_SOURCE TEXT_:
========================================

Public expenditure on health in the Gambia was at 1.8% of the GDP in 2004, whereas private expenditure was at 5.0%. There were 11 physicians per 100,000 persons in the early 2000s. Life expectancy at birth was 59.9 for females in 2005 and for males 57.7.

According to the World Health Organization in 2005, an estimated 78.3% of Gambian girls and women have suffered female genital mutilation.

The 2010 maternal mortality rate per 100,000 births for Gambia is 400. This is compared with 281.3 in 2008 and 628.5 in 1990. The under-5 mortality rate, per 1,000 births, is 106 and the neonatal mortality, as a percentage of under-5 mortality, is 31. In Gambia, the number of midwives per 1,000 live births is five and the lifetime risk of death for pregnant women is one in 49.

The Human Rights Measurement Initiative finds that Gambia is fulfilling 63.7% of what it should be fulfilling for the right to health based on its level of income. When looking at the right to health with respect to children, Gambia achieves 93.9% of what is expected based on its current income. In regards to the right to health amongst the adult population, the country achieves only 83.4% of what is expected based on the nation's level of income.  Gambia falls into the "very bad" category when evaluating the right to reproductive health because the nation is fulfilling only 13.8% of what the nation is expected to achieve based on the resources (income) it has available.

========================================

_SUPPLIED MATERIAL_:
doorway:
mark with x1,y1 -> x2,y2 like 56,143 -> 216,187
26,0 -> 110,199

========================================

_COMPLETE THE FOLLOWING_:
1. Summarize the passage on health in the Gambia in two sentences.
2. Reproduce part of the passage on health in the Gambia word for word: begin at the words "Public expenditure on" and stop after "for males 57.7.".
3. Write what follows the passage on health in the Gambia, picking up after its final sentence.

_ANSWERS BELOW_:
1. In 2004 the Gambia's public health expenditure was 1.8% of GDP and private expenditure was 5.0%, with 11 physicians per 100,000 persons in the early 2000s and a 2005 life expectancy at birth of 59.9 for females and 57.7 for males. The 2010 maternal mortality rate was 400 per 100,000 births, and the Human Rights Measurement Initiative finds the country fulfilling 63.7% of what its income allows for the right to health but only 13.8% for reproductive health, a "very bad" rating.

2.
Public expenditure on health in the Gambia was at 1.8% of the GDP in 2004, whereas private expenditure was at 5.0%. There were 11 physicians per 100,000 persons in the early 2000s. Life expectancy at birth was 59.9 for females in 2005 and for males 57.7.

3.
Vaccination

In October 2012, it was reported that the Gambia had made significant improvements in polio, measles immunisation, and the PCV-7 vaccine.

The Gambia was certified as polio-free in 2004. "The Gambia EPI program is one of the best in the World Health Organization African Region," Thomas Sukwa, a representative of the WHO, said, according to the Foroyaa newspaper. "It is indeed gratifying to note that the government of the Gambia remains committed to the global polio eradication initiative."

According to Vaccine News Daily:

 The Gambia is tied for third place in Africa for measles immunisation among one-year-old children.
 The Gambia is tied for fourth place in the world for the DTP3 immunisation for one-year-old children.
 The Gambia is ranked second in Africa for "feverish children under the age of five who received antimalarial treatment, according to Trading Economics."

Healthcare
There are 4 referral hospitals operated by the government: The Edward Francis Small Teaching Hospital in Banjul and smaller hospitals at Bansang, Farafenni and Bwiam. There are 8 main health centres and a further 16 smaller centres.

A group called Power Up Gambia operates in the Gambia to provide solar power technology to health care facilities, ensuring greater access to electricity.

Recently, Riders for Health, an international aid group focused on sub-Saharan countries in Africa, was noted for providing enough health-care vehicles for the entire country. Riders for Health manage and maintain vehicles for the government. The initiative addresses a major barrier to universal health care—transport—and allows health workers to visit three times as many villages every week.